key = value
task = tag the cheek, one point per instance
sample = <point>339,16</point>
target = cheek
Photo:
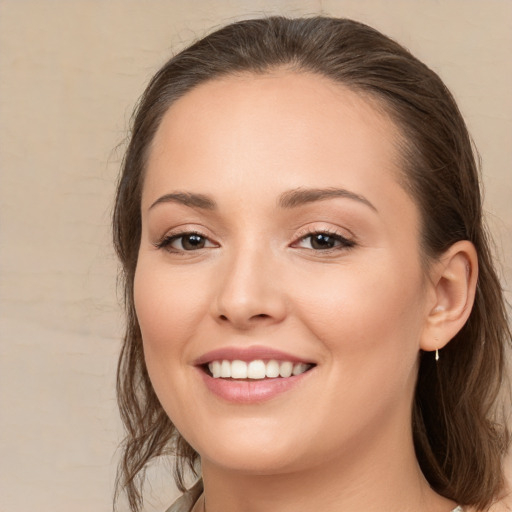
<point>375,311</point>
<point>168,308</point>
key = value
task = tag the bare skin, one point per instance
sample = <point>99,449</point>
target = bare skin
<point>244,268</point>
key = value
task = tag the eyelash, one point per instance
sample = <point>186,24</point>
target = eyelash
<point>166,241</point>
<point>344,243</point>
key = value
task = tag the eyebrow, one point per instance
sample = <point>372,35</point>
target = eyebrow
<point>302,196</point>
<point>290,199</point>
<point>188,199</point>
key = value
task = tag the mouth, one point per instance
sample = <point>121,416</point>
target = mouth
<point>257,369</point>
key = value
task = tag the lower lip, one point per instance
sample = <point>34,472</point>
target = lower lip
<point>251,391</point>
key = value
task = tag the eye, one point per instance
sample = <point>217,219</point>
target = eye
<point>190,241</point>
<point>324,241</point>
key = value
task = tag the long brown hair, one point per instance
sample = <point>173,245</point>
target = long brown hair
<point>460,433</point>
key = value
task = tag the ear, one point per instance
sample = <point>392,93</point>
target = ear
<point>453,280</point>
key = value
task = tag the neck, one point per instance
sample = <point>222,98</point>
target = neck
<point>375,476</point>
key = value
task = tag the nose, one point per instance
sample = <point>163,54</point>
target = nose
<point>249,292</point>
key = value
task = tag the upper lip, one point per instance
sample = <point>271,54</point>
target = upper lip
<point>248,354</point>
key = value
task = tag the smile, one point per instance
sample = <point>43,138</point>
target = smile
<point>256,369</point>
<point>253,374</point>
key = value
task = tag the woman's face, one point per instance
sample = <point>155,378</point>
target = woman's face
<point>276,234</point>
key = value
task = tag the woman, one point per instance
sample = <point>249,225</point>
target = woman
<point>314,319</point>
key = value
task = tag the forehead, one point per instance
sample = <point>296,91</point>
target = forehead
<point>298,126</point>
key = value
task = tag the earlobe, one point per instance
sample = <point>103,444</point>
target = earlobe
<point>453,278</point>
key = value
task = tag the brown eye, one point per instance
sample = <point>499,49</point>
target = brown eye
<point>192,242</point>
<point>324,241</point>
<point>185,242</point>
<point>321,241</point>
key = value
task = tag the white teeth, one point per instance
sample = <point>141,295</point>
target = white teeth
<point>225,369</point>
<point>256,369</point>
<point>299,368</point>
<point>215,368</point>
<point>239,369</point>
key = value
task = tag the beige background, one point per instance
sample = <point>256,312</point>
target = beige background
<point>70,72</point>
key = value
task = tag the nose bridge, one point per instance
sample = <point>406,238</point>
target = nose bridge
<point>248,291</point>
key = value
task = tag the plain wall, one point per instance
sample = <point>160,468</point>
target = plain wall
<point>70,73</point>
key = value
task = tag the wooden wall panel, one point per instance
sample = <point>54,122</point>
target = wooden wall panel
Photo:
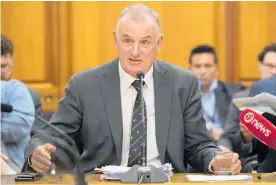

- - -

▶ _TASK TO COMPLETE_: Could you scale the data from its start through the line holding "<point>188,199</point>", inclusive, by rewriting every line in that span and multiplying each answer's point coordinates by 1.05, rounded to whole numbers with halves rounded up? The coordinates on the sample lines stay unchanged, and the pictures should be left out.

▶ _EXPECTED ANSWER_:
key = value
task = tag the cheek, one point per instance
sample = <point>339,16</point>
target = cheek
Photo:
<point>394,327</point>
<point>176,323</point>
key = value
task = tag the bare skin, one point per instance
sample = <point>99,449</point>
target = bare skin
<point>256,281</point>
key = value
task = tag the eyelash, one point per instance
sample = <point>186,24</point>
target = eyelash
<point>174,253</point>
<point>361,255</point>
key = value
task = tag the eyebrow, one point per instance
sample = <point>372,35</point>
target = eyebrow
<point>317,206</point>
<point>305,209</point>
<point>197,209</point>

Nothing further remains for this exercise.